The exercise:
From the passage on domestic violence, pull out word for word the part from "Domestic violence survivors" up to and including "address these concerns.".

Remember these key facts, which debunk many intimate partner violence myths:

  • No amount of bad behavior can induce someone to behave violently. Victims do not cause their abuse, even if they are unfaithful, unreasonable, or unkind.
  • Responding to violence with violence is only acceptable in cases of self-defense, not to punish the perpetrator.
  • No level of violence is normal or acceptable in a relationship; a person who resorts to violence once will likely do so again.
  • Domestic violence harms children even when the children are not physically abused; many police departments treat domestic violence in the presence of children as a form of child abuse.

Leaving Isn't as Easy as It Seems

Domestic violence survivors are often asked why they don't leave. But consider this: How would you feel about leaving your partner? As difficult as it may be to admit, domestic violence relationships still offer their victims something, such as financial security or a relationship with a person they love. Programs designed to help victims leave, then, need to address these concerns.

Perhaps most important, though, is the fact that leaving can be dangerous. Research consistently shows that abusers are more likely to kill their victims in the two weeks after they leave than at any other time. When considered in conjunction with the fact that leaving can spark financial troubles, not to mention the pain of losing a relationship, it's easy to understand why so many survivors are hesitant to leave.

Raw records:
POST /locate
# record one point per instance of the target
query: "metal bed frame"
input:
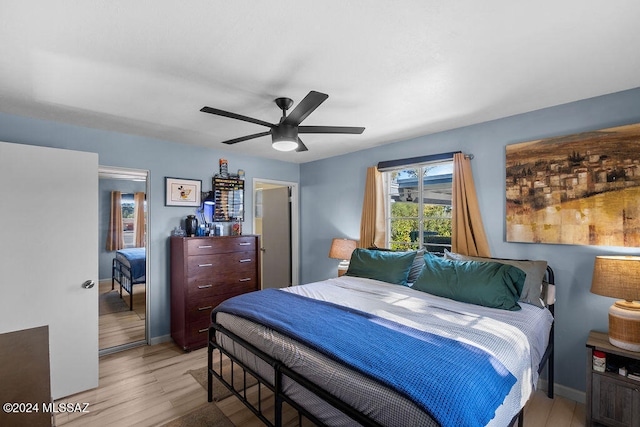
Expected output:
(280, 370)
(121, 273)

Full solution:
Domestic violence survivors are often asked why they don't leave. But consider this: How would you feel about leaving your partner? As difficult as it may be to admit, domestic violence relationships still offer their victims something, such as financial security or a relationship with a person they love. Programs designed to help victims leave, then, need to address these concerns.